[PROVIDED DATA Boundary: Start]

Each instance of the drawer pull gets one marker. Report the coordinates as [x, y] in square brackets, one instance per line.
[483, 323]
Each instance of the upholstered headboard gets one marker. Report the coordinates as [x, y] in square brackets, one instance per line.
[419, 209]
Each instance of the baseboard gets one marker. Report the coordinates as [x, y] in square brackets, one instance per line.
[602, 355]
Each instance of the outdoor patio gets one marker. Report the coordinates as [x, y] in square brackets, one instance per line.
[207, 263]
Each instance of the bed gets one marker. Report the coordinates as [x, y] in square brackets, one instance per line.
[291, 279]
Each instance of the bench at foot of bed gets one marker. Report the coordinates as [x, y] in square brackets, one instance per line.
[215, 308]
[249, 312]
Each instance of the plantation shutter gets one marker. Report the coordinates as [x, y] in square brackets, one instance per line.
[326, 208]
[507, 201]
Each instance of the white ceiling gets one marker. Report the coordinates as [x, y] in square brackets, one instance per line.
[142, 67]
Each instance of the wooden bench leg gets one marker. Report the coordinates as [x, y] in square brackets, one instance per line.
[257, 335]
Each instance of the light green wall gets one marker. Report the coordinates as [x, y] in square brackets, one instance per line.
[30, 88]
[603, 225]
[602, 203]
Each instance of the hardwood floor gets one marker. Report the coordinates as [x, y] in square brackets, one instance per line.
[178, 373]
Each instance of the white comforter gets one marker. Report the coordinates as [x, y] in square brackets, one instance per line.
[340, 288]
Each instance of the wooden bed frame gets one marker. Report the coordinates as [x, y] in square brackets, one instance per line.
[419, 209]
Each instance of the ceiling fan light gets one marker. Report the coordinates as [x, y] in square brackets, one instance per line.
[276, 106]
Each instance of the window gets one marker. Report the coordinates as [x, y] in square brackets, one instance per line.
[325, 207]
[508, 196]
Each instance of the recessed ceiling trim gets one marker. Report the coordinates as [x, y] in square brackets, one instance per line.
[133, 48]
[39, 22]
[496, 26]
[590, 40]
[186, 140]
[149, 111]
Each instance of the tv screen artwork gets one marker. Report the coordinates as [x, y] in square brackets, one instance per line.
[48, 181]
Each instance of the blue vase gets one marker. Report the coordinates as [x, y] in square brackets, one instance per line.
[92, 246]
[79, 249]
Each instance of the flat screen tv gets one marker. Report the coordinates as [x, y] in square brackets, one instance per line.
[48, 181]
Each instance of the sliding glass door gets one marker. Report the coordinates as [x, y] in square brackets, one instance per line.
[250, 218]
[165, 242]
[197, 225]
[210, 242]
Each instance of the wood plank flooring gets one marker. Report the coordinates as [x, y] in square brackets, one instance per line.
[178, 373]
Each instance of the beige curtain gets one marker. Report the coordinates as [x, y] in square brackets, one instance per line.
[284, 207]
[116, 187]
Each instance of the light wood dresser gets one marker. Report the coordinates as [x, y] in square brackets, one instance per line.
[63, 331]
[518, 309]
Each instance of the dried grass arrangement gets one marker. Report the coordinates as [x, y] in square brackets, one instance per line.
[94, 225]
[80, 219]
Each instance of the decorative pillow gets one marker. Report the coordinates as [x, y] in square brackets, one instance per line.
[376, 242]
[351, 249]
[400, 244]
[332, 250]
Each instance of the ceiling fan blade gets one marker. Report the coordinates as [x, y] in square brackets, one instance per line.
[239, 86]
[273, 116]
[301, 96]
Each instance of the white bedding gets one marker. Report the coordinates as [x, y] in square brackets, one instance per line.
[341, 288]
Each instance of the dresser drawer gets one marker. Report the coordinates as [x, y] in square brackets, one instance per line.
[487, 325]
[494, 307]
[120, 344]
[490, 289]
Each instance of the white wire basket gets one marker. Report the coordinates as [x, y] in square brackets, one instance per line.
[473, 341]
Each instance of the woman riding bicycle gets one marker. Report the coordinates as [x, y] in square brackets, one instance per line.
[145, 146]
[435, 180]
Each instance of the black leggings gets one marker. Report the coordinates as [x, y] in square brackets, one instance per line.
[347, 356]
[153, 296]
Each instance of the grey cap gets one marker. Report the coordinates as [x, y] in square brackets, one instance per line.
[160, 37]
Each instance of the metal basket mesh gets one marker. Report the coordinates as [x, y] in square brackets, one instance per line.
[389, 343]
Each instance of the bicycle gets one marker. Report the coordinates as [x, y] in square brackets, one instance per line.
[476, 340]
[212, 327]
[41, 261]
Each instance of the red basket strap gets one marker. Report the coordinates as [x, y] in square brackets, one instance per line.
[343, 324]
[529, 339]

[PROVIDED DATA Boundary: End]

> _ASSIGNED TASK_:
With nothing omitted, set down all of the records again.

> _RESULT BELOW_:
Each instance of the drawer pull gets one marker. Report the coordinates as [x, y] in square brackets, one instance per line.
[483, 323]
Each instance of the upholstered headboard gets one marker. Report the coordinates as [x, y] in square brackets, one instance per line.
[419, 209]
Each instance of the baseboard gets one marker. Report the coordinates as [x, y] in square brackets, one instance per line.
[602, 355]
Each instance of the outdoor patio gets one marker. Report the coordinates as [x, y] in square brackets, one instance per line.
[207, 263]
Each instance of the bed gets one marker. Report the coordinates as [x, y] in square brackets, one instance per line.
[291, 279]
Each instance of the bench at foot of bed gets one marker. Report the coordinates as [x, y] in square brackets, one instance per line.
[215, 308]
[249, 312]
Each instance of the plantation shutter gets one marker. Report the coordinates as [x, y] in square brackets, one instance per line.
[326, 208]
[507, 201]
Each instance of the white ceiling gets one marker. Report the coordinates as [x, y] in square brackets, one instance per line.
[142, 67]
Each instance of the wooden bench leg gets one marker. Report the coordinates as [x, y] in square brackets, one instance per line.
[257, 335]
Each instance of the light green wall gets one marker. Report the coordinates as [x, y] in square brackets, one instance per line.
[30, 88]
[603, 225]
[602, 203]
Each instance of the hardwood floor gets one marker. Report the coordinates as [x, y] in square brackets, one instance per line.
[178, 373]
Each instance of the white comforter gets one marker. Report the coordinates as [x, y] in square brackets, one instance per line.
[340, 288]
Each instance of the wooden bed frame gets one marker. Report the coordinates as [x, y] in square brackets, one instance per line.
[419, 209]
Each instance of the ceiling fan light gets one marker. Report the coordinates as [x, y] in square brackets, one instance per line.
[276, 106]
Each instance of the window gets one marker. Report the coordinates as [x, y] in square brackets, one instance per line.
[325, 207]
[508, 196]
Each instance of the recessed ceiling trim gets one marker. Report the coordinates as [x, y] in square brackets, one instance per line.
[133, 48]
[39, 22]
[496, 26]
[590, 40]
[186, 140]
[149, 111]
Each instance of the tv screen artwork gets one marker. Report the coordinates as [x, y] in square brackets, one instance per line.
[48, 181]
Each instance of the blue vase gets one marker. Report the coordinates as [x, y] in square brackets, one instance per line.
[92, 246]
[79, 249]
Each instance of the flat screen tv gets one marker. Report the coordinates as [x, y] in square brackets, one instance per line.
[48, 181]
Each instance of the sliding glass door gets one marker. Report the coordinates as [x, y] in square brackets, one instance per line.
[250, 218]
[165, 242]
[197, 225]
[210, 242]
Each instance of the wood plank flooring gets one marker. Report the coordinates as [x, y] in square brackets, one instance per line.
[178, 373]
Each instance of the beige curtain gets one marker. Report the coordinates as [x, y] in square brackets, one instance per line.
[284, 207]
[116, 187]
Each instance of the light wood dresser gets one marker. Report the coordinates as [x, y] in square brackets, one instance per line.
[63, 331]
[518, 309]
Each instance of the dried grass arrangement gets one marker. Report the coordinates as [x, y] in square brackets, one instance per line.
[94, 225]
[80, 219]
Each instance of the decorative pillow gets one marker. Report the coordinates as [x, y] in square brackets, one instance per line.
[376, 242]
[351, 249]
[400, 244]
[332, 250]
Each instance of the ceiling fan blade gets one marker. Report the coordinates as [x, y] in square brackets, one instance per line.
[239, 86]
[273, 116]
[301, 96]
Each instance of the white bedding gets one marker. Report the coordinates as [x, y] in square brackets, one instance per line.
[341, 288]
Each instance of the dresser drawer gets one marker. Report the coordinates as [x, y] in square brackets, one instance per line.
[487, 325]
[494, 307]
[120, 344]
[490, 289]
Each instance of the white wire basket gets one marker. Report the coordinates as [x, y] in square brackets, one instance per line.
[473, 341]
Each instance of the woman riding bicycle gets one marker. Report the coordinates as [x, y] in square brackets, one instance per line.
[145, 146]
[435, 180]
Each instance of the black leggings gets one marker. Report the coordinates as [x, y] in square brackets, one instance per line.
[347, 356]
[153, 296]
Each instance of the grey cap gets one marker. Report the coordinates as [x, y] in square brackets, one instance per line.
[160, 37]
Each instance of the metal basket mesh gets one marker. Report the coordinates as [x, y] in square brackets, one instance per line.
[389, 343]
Each instance of the bicycle gets one marker. Report the coordinates as [x, y] in square brackets, one instance per line.
[476, 340]
[212, 327]
[41, 261]
Each instance of the red basket strap gets one marker. Report the coordinates as [x, y] in square brackets, one instance per line.
[343, 324]
[529, 339]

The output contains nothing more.